TEXT:
Jeffrey Brewer, president and CEO of JDRF, the leading global organization focused on type 1 diabetes (T1D) research, issued the following statement today in response to a new study showing an increase in T1D among young people in the United States. According to the latest SEARCH for Diabetes in Youth data by the Centers for Disease Control and Prevention (CDC) and the National Institutes of Health (NIH), the prevalence of T1D in people under age 20 rose by 23 percent between 2001 and 2009.
"This alarming growth in T1D, if unabated, means the prevalence of the disease would double for every future generation, resulting in massive new health care spending in federal entitlement programs and the private health care market," said Mr. Brewer. "But even as the T1D rate rises, researchers funded by JDRF and other private foundations, coupled with federal initiatives like the Special Diabetes Program, are making remarkable strides across an array of diabetes research frontiers, from treatments to reverse vision loss, to technology like the artificial pancreas, to vaccines, and to new forms of insulin.
"Today's data dramatizes the critical importance-not just to patients and their families, but also to the entire nation-of a sustained and undiminished commitment to programs like the Special Diabetes Program, so future generations of young Americans are not consigned to this life-threatening disease."
SEARCH is the largest surveillance effort of diabetes among youth under the age of 20 conducted in the United States to date. The study covers five clinical centers located in California, Colorado, Ohio, South Carolina, and Washington. The study included more than 20,000 participants representing all different racial and ethnic backgrounds. In addition to showing a 23 percent increase in the prevalence of T1D in young people under age 20, the study also found that the rate of incidence, or new diagnoses, of T1D in this population is rising by 2.7 percent every year.
The SEARCH study is jointly funded by the Division of Diabetes Translation at the CDC and the National Institute of Diabetes and Digestive and Kidney Diseases (NIDDK), part of the NIH, with resources from the government-funded Special Diabetes Program (SDP), which will expire if not renewed by Congress.
Mr. Brewer continued: "Studies like these provide valuable insight into T1D prevalence and incidence rates in the United States. Without the SDP, these studies would not be possible."

DIRECTIONS:
a. Decide whether each statement below agrees with the JDRF statement. For each, answer yes or no and quote the words of the JDRF statement that settle it. (i) The SEARCH study's clinical centers include one in Ohio. (ii) New diagnoses of T1D among people under age 20 are rising by 23 percent every year. (iii) The Special Diabetes Program will expire unless Congress renews it.
b. Retype everything in the JDRF statement from "Jeffrey Brewer, president" down to "2001 and 2009.", with every character unchanged.

DATA RECORDS:
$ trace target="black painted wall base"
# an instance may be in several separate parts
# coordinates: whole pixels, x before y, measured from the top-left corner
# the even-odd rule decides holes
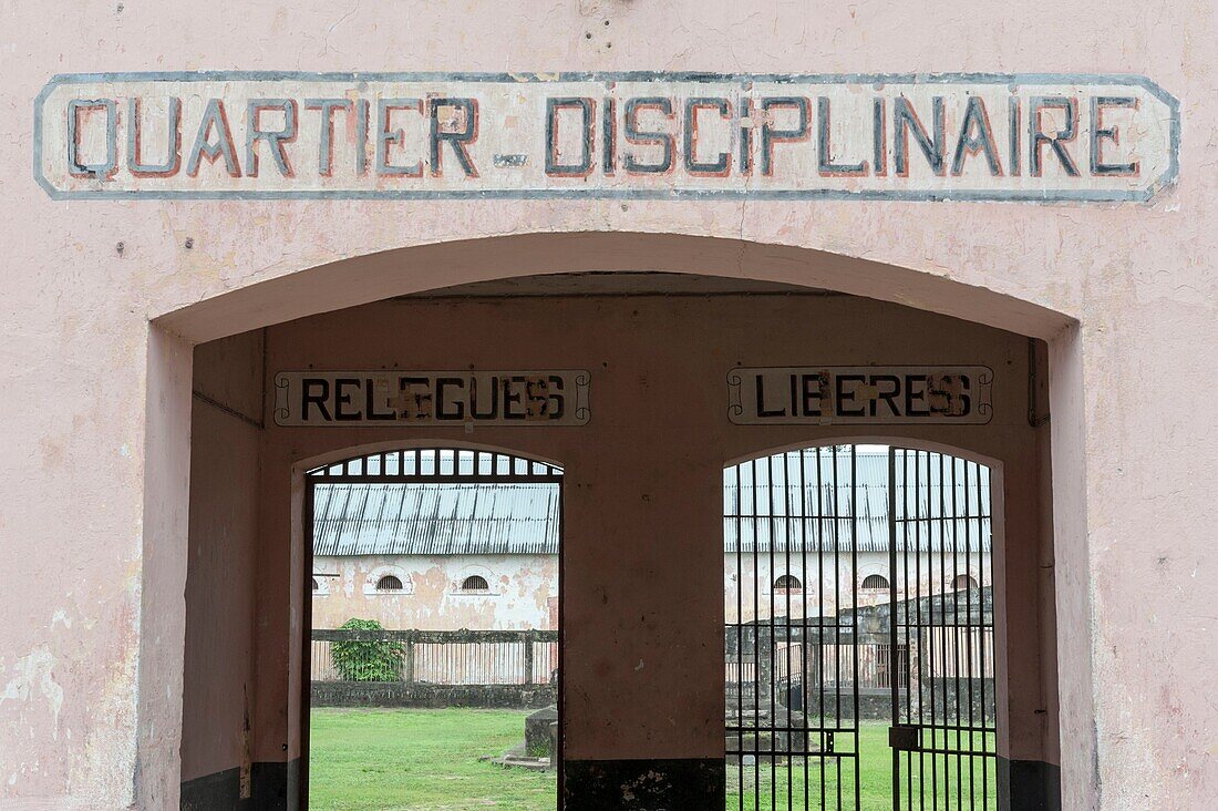
[[[998,784],[1010,790],[1001,807],[1011,811],[1061,811],[1061,767],[1039,760],[998,759]]]
[[[241,770],[229,768],[181,784],[181,811],[287,811],[300,805],[300,760],[253,763],[251,796],[241,798]]]
[[[998,760],[1010,811],[1061,811],[1061,770],[1034,760]],[[722,809],[722,759],[568,760],[564,811],[706,811]],[[241,799],[241,772],[230,768],[181,784],[183,811],[289,811],[300,804],[300,761],[255,763],[252,796]]]
[[[181,811],[238,809],[241,804],[241,770],[229,768],[181,784]]]
[[[566,760],[564,811],[722,809],[723,760]]]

LIST OF ANSWERS:
a.
(i) Yes: "The study covers five clinical centers located in California, Colorado, Ohio, South Carolina, and Washington."
(ii) No: "the rate of incidence, or new diagnoses, of T1D in this population is rising by 2.7 percent every year."
(iii) Yes: "which will expire if not renewed by Congress."

b.
Jeffrey Brewer, president and CEO of JDRF, the leading global organization focused on type 1 diabetes (T1D) research, issued the following statement today in response to a new study showing an increase in T1D among young people in the United States. According to the latest SEARCH for Diabetes in Youth data by the Centers for Disease Control and Prevention (CDC) and the National Institutes of Health (NIH), the prevalence of T1D in people under age 20 rose by 23 percent between 2001 and 2009.